- _Set problem_:
Format every line of the records below as a numbered list, leaving out the blank lines and the picture lines.

──────── Information shown

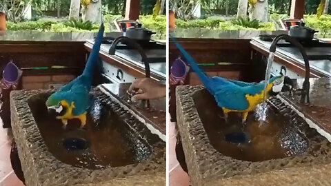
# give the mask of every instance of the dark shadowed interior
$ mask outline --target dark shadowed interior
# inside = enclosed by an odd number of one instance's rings
[[[60,161],[96,169],[137,164],[152,153],[151,146],[99,99],[92,99],[85,128],[74,119],[63,129],[61,121],[48,114],[48,96],[32,96],[28,103],[49,152]]]

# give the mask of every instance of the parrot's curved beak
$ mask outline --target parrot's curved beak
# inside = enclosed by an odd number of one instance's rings
[[[61,105],[59,106],[50,106],[47,107],[47,111],[50,116],[59,116],[66,113],[66,107]]]

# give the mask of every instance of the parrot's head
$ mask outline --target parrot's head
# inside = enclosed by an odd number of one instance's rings
[[[282,92],[284,86],[284,76],[280,75],[270,79],[269,83],[272,83],[272,87],[268,92],[270,96],[277,96],[279,92]]]
[[[68,104],[61,93],[61,92],[55,92],[47,99],[46,107],[50,115],[61,116],[66,114]]]

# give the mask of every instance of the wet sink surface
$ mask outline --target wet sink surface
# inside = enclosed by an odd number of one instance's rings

────────────────

- _Solution to this task_:
1. # give the mask of every instance of the dark shadowed interior
2. $ mask outline --target dark shadowed interior
3. # inside = enclosed by an odd number of one instance's rings
4. [[[60,161],[96,169],[137,164],[152,153],[151,146],[99,99],[92,99],[85,128],[74,119],[63,129],[61,121],[48,114],[48,96],[32,96],[28,103],[49,152]]]
5. # give the mask of every instance of the parrot's curved beak
6. $ mask outline --target parrot's curved beak
7. # inside = enclosed by an odd number of one instance's rings
8. [[[61,105],[59,106],[50,106],[47,107],[47,111],[50,116],[59,116],[66,113],[66,107]]]
9. # give the mask of every instance of the parrot's head
10. $ mask outline --target parrot's head
11. # inside = enclosed by an odd number of one instance's rings
12. [[[282,92],[284,86],[284,76],[280,75],[270,79],[269,83],[272,83],[272,87],[268,92],[270,96],[277,96],[279,92]]]
13. [[[68,104],[61,93],[61,92],[55,92],[47,99],[46,107],[50,115],[61,116],[66,114]]]
14. # give the mask of every instance of the wet sink surface
15. $ mask outline --target wet sink surface
16. # inside = enclosed by an odd number of one instance's rings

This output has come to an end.